EXERCISE — Do any lines in the data below contain "clicks"? If so, copy every one of them.

····················

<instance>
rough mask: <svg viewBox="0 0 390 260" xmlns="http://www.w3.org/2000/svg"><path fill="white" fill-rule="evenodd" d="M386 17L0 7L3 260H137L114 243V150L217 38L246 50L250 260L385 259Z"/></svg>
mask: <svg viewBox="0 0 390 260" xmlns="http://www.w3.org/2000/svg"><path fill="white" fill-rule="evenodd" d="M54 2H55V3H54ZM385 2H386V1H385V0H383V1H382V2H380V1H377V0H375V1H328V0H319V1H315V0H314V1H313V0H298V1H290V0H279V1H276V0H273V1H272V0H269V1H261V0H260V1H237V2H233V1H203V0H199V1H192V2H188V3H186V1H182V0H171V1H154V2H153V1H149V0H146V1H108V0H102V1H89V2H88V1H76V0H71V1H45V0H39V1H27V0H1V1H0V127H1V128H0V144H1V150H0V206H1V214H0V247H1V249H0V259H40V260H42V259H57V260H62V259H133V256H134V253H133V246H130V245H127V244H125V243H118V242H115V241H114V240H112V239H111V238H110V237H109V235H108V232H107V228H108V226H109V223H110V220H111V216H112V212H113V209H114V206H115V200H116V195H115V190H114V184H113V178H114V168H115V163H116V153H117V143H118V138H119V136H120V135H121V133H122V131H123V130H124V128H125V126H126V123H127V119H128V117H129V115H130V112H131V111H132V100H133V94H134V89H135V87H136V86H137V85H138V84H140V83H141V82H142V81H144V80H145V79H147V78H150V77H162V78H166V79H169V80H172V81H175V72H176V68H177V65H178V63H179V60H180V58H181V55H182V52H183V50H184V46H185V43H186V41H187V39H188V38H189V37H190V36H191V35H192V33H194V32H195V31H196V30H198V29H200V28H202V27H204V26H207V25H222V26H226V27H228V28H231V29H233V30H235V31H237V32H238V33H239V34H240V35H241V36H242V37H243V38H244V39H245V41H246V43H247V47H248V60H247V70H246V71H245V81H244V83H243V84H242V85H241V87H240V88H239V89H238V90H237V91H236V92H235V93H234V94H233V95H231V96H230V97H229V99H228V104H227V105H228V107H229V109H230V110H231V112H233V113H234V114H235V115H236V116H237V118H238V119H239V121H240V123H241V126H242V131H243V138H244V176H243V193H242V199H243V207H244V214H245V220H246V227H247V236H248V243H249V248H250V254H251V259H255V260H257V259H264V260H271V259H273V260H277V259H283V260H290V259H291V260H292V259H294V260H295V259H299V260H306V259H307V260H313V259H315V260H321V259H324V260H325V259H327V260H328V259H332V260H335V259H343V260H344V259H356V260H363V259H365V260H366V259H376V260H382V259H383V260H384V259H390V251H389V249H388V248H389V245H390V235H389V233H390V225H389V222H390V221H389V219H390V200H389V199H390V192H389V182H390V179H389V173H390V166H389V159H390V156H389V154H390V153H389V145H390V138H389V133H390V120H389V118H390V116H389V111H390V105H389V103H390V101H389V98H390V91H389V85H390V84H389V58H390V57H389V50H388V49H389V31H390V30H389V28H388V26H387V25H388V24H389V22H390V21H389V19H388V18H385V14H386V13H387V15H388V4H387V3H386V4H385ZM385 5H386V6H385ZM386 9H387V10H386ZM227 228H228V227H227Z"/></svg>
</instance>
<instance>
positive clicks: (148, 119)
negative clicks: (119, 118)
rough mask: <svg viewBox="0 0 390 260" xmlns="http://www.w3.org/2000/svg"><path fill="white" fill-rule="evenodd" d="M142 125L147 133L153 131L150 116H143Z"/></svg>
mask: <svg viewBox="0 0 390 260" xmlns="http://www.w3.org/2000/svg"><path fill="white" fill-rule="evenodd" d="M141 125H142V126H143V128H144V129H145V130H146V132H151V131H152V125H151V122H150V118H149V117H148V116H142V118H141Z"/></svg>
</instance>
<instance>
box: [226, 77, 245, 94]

····················

ANSWER SPACE —
positive clicks: (148, 119)
negative clicks: (119, 118)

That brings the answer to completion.